## Objective:
Leave out every picture, and return exactly the lines from the line containing "Please pick out the waterfall" through the end of the records below, both inclusive.

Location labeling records
+===+
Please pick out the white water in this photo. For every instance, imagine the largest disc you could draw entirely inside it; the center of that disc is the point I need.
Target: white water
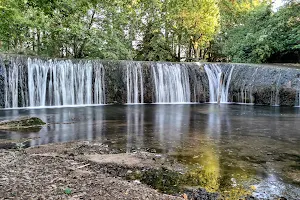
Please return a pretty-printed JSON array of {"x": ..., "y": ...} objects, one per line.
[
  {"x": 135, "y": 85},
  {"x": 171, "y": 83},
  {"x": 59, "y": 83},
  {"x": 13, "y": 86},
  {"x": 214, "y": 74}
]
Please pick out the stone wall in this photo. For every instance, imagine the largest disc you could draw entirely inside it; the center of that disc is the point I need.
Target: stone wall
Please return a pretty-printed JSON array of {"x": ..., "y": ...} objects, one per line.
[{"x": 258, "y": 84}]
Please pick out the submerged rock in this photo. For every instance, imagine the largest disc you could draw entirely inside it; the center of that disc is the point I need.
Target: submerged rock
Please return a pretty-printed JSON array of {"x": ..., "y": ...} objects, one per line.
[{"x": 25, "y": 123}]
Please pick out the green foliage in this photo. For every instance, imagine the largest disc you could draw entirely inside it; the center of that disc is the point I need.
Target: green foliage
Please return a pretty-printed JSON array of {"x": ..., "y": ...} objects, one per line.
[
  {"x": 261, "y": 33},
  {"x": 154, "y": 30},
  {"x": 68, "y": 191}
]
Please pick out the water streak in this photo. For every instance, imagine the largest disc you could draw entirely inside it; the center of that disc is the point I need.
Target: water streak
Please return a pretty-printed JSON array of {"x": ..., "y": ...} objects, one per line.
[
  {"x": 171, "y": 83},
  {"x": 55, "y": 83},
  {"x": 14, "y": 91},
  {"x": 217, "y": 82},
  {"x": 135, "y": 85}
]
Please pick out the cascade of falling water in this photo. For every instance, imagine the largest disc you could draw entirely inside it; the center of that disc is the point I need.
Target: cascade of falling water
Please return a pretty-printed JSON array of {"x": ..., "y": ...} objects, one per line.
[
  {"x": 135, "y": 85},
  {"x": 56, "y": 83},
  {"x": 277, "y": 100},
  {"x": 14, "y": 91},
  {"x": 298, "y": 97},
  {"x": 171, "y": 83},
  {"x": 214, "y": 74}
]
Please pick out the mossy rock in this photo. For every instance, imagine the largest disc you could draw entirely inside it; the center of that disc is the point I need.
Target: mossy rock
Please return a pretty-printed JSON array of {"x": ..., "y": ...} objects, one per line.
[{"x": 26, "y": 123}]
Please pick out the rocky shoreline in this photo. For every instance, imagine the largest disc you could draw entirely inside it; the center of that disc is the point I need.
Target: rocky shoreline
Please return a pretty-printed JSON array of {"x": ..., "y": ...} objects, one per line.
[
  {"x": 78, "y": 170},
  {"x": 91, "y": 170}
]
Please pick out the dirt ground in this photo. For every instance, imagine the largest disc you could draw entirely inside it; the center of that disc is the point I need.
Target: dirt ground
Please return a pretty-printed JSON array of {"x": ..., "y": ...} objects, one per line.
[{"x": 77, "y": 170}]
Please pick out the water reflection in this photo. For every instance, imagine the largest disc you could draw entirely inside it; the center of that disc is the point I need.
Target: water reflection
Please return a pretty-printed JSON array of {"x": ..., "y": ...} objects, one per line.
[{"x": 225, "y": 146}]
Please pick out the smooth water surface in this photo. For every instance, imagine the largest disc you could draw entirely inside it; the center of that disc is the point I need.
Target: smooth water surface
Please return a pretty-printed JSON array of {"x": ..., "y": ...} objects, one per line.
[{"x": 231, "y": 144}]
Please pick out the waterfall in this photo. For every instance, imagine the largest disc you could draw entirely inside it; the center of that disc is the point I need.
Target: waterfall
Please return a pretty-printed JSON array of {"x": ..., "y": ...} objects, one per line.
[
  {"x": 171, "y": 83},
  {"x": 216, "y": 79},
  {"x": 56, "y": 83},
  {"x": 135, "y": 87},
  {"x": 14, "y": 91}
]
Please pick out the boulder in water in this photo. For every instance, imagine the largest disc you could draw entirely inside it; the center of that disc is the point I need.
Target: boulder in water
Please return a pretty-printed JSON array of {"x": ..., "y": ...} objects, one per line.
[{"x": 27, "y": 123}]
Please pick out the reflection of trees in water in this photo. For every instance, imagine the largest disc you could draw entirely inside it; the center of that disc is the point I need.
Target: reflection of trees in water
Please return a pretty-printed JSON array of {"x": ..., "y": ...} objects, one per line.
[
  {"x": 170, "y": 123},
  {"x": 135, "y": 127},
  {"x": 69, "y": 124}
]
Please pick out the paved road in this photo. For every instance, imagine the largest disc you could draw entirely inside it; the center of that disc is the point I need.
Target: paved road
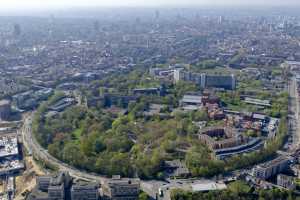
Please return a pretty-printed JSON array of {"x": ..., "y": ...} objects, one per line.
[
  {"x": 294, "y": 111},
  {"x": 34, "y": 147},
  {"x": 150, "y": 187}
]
+===+
## Response below:
Please pick out the waterfall in this photo. For every instance, imagine the largest disc you could draw entirely inside it; the center of that disc is the point I need.
Target: waterfall
Please return a pretty-printed JSON array of {"x": ..., "y": ...} objects, one per line.
[
  {"x": 171, "y": 83},
  {"x": 216, "y": 79},
  {"x": 56, "y": 83},
  {"x": 135, "y": 87},
  {"x": 14, "y": 91}
]
Please pick out the boulder in water in this photo. For every instance, imagine the largest disc you could draw entirely inside it; the center of that disc is the point I need.
Target: boulder in water
Please return a pretty-printed JSON array of {"x": ..., "y": ...} objects, one per line.
[{"x": 27, "y": 123}]
Please pick out the reflection of trees in water in this photo. For every instance, imagine the largest disc you could draw entirely inside it; the center of that disc is the point I need.
Target: reflection of trees in water
Please return a pretty-printed JSON array of {"x": ..., "y": ...} objects, one per line.
[
  {"x": 170, "y": 123},
  {"x": 135, "y": 127},
  {"x": 69, "y": 124}
]
Please pick out the paved road in this photo. For every instance, imagine the largest disc you could draw entirely inside it; the center of that disc is the point I need.
Target: paved road
Please return a pretty-printed JSON array of {"x": ..., "y": ...} objects, one per line.
[
  {"x": 294, "y": 111},
  {"x": 34, "y": 147},
  {"x": 150, "y": 187}
]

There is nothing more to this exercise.